--- begin Data extract ---

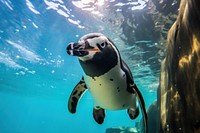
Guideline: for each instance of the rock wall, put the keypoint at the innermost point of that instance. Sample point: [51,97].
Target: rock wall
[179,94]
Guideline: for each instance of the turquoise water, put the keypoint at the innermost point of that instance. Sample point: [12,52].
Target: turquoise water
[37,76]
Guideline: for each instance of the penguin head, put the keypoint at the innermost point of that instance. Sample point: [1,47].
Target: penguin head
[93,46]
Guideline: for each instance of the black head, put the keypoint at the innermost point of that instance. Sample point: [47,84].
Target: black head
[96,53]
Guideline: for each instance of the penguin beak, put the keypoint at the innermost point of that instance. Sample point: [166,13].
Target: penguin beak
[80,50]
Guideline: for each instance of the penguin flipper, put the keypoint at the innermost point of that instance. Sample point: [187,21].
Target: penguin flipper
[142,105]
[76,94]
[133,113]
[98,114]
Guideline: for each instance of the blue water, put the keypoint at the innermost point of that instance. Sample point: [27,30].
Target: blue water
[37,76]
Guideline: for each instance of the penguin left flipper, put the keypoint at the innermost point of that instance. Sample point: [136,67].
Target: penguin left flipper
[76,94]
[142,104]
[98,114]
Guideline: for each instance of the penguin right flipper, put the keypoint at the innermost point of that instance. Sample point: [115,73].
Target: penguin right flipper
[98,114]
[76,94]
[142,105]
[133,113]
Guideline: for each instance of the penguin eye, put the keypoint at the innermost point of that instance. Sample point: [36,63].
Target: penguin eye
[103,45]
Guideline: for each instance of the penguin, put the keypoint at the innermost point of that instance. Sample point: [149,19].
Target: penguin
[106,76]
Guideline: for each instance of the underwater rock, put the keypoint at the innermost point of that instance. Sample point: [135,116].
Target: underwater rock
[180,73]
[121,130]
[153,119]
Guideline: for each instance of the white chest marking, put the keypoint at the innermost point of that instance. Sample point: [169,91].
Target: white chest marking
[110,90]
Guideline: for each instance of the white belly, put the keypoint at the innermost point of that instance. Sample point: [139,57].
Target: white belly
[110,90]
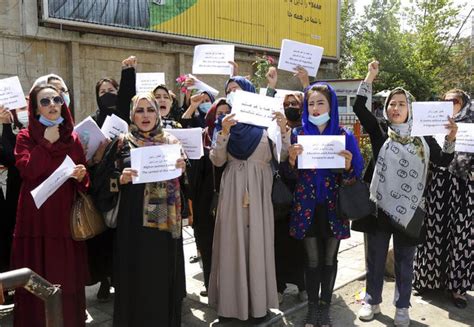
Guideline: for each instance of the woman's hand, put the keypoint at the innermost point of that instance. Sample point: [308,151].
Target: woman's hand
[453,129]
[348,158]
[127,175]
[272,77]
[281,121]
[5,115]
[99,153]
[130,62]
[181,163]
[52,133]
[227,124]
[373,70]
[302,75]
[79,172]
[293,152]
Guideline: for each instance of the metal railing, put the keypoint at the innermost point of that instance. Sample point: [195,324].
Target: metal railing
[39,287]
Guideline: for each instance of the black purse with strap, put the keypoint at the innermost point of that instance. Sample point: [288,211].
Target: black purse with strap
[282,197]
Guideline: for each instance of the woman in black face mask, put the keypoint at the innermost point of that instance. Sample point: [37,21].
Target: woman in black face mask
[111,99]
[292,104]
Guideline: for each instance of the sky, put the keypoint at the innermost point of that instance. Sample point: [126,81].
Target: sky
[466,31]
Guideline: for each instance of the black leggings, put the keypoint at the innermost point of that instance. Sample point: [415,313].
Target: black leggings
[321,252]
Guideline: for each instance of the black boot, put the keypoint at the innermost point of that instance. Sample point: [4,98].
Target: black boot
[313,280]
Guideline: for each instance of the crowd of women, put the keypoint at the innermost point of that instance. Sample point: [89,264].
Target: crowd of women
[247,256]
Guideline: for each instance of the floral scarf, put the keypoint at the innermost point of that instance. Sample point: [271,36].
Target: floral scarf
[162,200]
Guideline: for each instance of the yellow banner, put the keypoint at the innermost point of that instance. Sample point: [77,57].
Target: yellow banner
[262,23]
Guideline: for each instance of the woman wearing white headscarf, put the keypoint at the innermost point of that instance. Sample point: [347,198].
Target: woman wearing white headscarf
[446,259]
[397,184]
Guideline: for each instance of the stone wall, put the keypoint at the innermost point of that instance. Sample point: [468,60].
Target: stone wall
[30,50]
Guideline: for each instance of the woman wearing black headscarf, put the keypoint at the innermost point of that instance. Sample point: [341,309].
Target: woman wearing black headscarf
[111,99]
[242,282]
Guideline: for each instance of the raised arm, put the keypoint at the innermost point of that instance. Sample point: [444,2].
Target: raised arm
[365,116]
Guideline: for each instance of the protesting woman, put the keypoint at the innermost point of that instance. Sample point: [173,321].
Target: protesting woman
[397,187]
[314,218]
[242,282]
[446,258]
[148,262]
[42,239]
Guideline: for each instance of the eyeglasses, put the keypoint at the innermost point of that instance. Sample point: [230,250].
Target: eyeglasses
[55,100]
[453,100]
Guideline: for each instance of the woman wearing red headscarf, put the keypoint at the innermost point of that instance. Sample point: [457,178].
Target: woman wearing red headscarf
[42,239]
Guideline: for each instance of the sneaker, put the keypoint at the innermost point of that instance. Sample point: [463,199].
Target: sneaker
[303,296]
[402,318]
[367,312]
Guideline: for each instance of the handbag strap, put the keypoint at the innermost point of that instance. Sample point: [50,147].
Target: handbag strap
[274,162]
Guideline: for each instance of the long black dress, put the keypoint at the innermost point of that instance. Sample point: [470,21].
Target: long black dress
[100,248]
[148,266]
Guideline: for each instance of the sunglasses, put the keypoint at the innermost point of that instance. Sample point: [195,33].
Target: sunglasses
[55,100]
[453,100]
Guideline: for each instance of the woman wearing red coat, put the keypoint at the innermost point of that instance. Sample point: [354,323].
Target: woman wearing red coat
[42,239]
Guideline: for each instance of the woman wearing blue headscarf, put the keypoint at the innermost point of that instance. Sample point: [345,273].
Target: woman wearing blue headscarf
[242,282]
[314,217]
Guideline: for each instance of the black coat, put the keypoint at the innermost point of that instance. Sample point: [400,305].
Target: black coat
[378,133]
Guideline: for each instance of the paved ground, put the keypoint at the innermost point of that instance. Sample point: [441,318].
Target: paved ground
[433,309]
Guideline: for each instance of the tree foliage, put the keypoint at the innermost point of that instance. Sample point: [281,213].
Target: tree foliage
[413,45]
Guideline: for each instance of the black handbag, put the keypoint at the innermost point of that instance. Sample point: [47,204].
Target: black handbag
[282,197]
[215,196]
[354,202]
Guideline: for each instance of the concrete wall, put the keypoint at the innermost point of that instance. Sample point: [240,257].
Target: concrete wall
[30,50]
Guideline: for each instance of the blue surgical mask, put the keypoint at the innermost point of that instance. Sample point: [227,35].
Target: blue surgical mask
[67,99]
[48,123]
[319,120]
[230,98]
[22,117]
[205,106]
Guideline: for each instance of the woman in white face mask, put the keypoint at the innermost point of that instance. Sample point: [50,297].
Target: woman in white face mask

--- end Data extract ---

* _What the exercise asks_: Print the records word for word and exclude any picture they hold.

* _Output for this task_:
Guideline: for each instance of the rock wall, put the keypoint at the innermost point of that instance. Sample point: [51,97].
Target: rock wall
[179,94]
Guideline: for each instance of the turquoise water, put the keypoint at the innermost point of that instance. Sample point: [12,52].
Target: turquoise water
[37,76]
Guideline: for each instance of the penguin head, put the keypoint at the innermost point of that instance. Sample point: [1,47].
Target: penguin head
[93,46]
Guideline: for each instance of the black head, put the keypoint at the innermost point of that instance. Sample point: [47,84].
Target: black head
[96,53]
Guideline: for each instance of the penguin beak, put the keypoint at the innermost point of that instance. Sample point: [166,13].
Target: penguin beak
[80,50]
Guideline: for each instance of the penguin flipper, put the keypoint at the innermost point of that instance. Sample point: [187,21].
Target: penguin flipper
[142,105]
[76,94]
[133,113]
[98,114]
Guideline: for each instance of the blue water, put the keypoint at the innermost point of that instance. Sample point: [27,30].
Target: blue water
[37,76]
Guideline: for each instance of the penguin left flipper, put the keypoint at the innermost point of that instance. Sample point: [136,67].
Target: penguin left flipper
[76,94]
[142,104]
[98,114]
Guideline: for each instance of the penguin right flipper, put the keypoint at the innermost point of that instance. Sample point: [115,73].
Target: penguin right flipper
[98,114]
[76,94]
[142,105]
[133,113]
Guideline: for each instance of the penguin eye, put the keypoint at the innermost point of that instance. Sample point: [36,63].
Target: penguin eye
[103,45]
Guideline: for each instance of the penguin, put the keypoint at the innermost point of that instance. Sample point: [149,19].
Target: penguin
[106,76]
Guideline: for each instance of the underwater rock, put the keypoint at the innermost point of that instance. Sample point: [135,116].
Target: underwater rock
[180,73]
[121,130]
[153,119]
Guideline: for each instance of the white chest marking, put the keypoint at the innermost point of that instance. Sample point: [169,91].
Target: white chest marking
[110,90]
Guideline: for each instance of the white belly, put the keypoint at the innermost point of that instance. Sample point: [139,57].
Target: white belly
[110,90]
Guideline: for each instance of the woman's hand, put the keypoint at the innermost point of that instance. Sample point: [308,151].
Target: woman's hand
[453,129]
[348,158]
[127,175]
[272,77]
[281,121]
[5,115]
[99,153]
[130,62]
[181,163]
[52,133]
[227,124]
[373,70]
[302,75]
[79,172]
[293,152]
Guideline: for each instance of the metal railing, put the keypoint at the innermost point of that instance. Sample point: [195,324].
Target: metal railing
[39,287]
Guideline: for each instance of the black purse with strap, put the keypoint at the innermost point of that instance. Sample point: [288,211].
Target: black purse with strap
[282,197]
Guideline: for each instance of the woman in black face mask, put the keypoint at the innermost point of that instance. Sample point: [37,21].
Target: woman in black face mask
[111,99]
[292,104]
Guideline: for each instance of the sky, put the keypoint at the innermost point of that instance. Sample point: [126,81].
Target: sky
[466,31]
Guideline: for each instance of the black leggings, put the keypoint at the innermost point of that instance. Sample point: [415,313].
Target: black leggings
[321,252]
Guideline: for each instance of the black boot, put the keypoint at the innermost point of that instance. Sample point: [4,98].
Target: black boot
[313,280]
Guideline: for each instance of the crowd of women, put the keypoint at the innermost point of that instance. Sample point: [89,264].
Target: crowd of women
[247,256]
Guideline: for each instance of the floral scarf, put the keypoint at the innermost point of that instance. Sample point: [271,36].
Target: floral scarf
[162,200]
Guideline: for each instance of the yellow banner, put the keypoint at the innermost point of that instance. Sample point: [77,57].
Target: yellow banner
[262,23]
Guideline: for each instance of the woman wearing white headscarf, put the keypoint at the innermost point of that instance. Sample point: [347,198].
Target: woman wearing white headscarf
[446,259]
[397,184]
Guideline: for each instance of the stone wall, put the keypoint at the innermost point of that instance. Sample point: [468,60].
Target: stone wall
[30,50]
Guideline: for each instance of the woman wearing black headscarf, put the keypoint at the innermost point of that instance. Sample point: [341,309].
Target: woman wearing black headscarf
[111,99]
[242,282]
Guideline: for each instance of the raised arm, put the keypoint at the innermost point of that instance. Sample point: [444,2].
Target: raised arm
[365,116]
Guideline: for each instance of the protesting woman, put the keypoint at the innermost point of that instance. Sample point: [173,321].
Target: protesting woman
[397,187]
[314,218]
[242,282]
[446,258]
[148,262]
[42,239]
Guideline: for each instance of the eyeglasses, put the keypoint at the innermost point of that instance. Sample point: [230,250].
Target: eyeglasses
[55,100]
[453,100]
Guideline: for each instance of the woman wearing red headscarf, put the keypoint at the innermost point of that instance. Sample point: [457,178].
Target: woman wearing red headscarf
[42,239]
Guideline: for each instance of the sneaker, put the keypoint at the innermost point of that instance. Sample point: [463,199].
Target: sneaker
[303,296]
[402,318]
[367,312]
Guideline: for each instance of the handbag strap, put the keypoint at the innermost point of that instance. Sample point: [50,147].
Target: handbag strap
[274,162]
Guideline: for each instance of the long black dress, put the keypoint at the innermost point of that instance. Sample point: [470,21].
Target: long black dress
[100,248]
[148,266]
Guideline: for each instance of the sunglasses, put the keypoint at the innermost point of that instance. Sample point: [195,33].
Target: sunglasses
[55,100]
[453,100]
Guideline: for each instance of the woman wearing red coat, put the keypoint at the innermost point of that instance. Sample point: [354,323].
Target: woman wearing red coat
[42,239]
Guideline: for each instance of the woman wearing blue headscarf, put the keypoint at the innermost point of that instance. Sample point: [345,273].
Target: woman wearing blue headscarf
[242,282]
[314,217]
Guideline: for each instance of the black coat, put the keypoint at the innermost point of that instance. Sample point: [400,305].
Target: black coat
[378,133]
Guideline: for each instance of the paved ground, put the keypoint at the innermost point of that instance. Sample point: [441,318].
Target: paved ground
[433,309]
Guideline: for each instance of the tree foliage, put the keypoint at the innermost point of that instance. Sample point: [281,213].
Target: tree foliage
[413,45]
Guideline: for each instance of the black handbag, put the keypoint at the innermost point of that instance. Sample point: [47,204].
Target: black handbag
[282,197]
[215,196]
[354,202]
Guideline: for each instance of the concrete wall, put the keypoint at the innermost point of that instance. Sample point: [240,257].
Target: concrete wall
[30,50]
Guideline: for each instance of the blue surgical mask, put the keypoint at the innermost point of that instance. Sample point: [227,35].
Target: blue surgical mask
[67,99]
[48,123]
[319,120]
[230,98]
[22,117]
[205,106]
Guideline: for each instance of the woman in white face mask, put the keypoint at the innermost point of that instance. Sample point: [50,297].
Target: woman in white face mask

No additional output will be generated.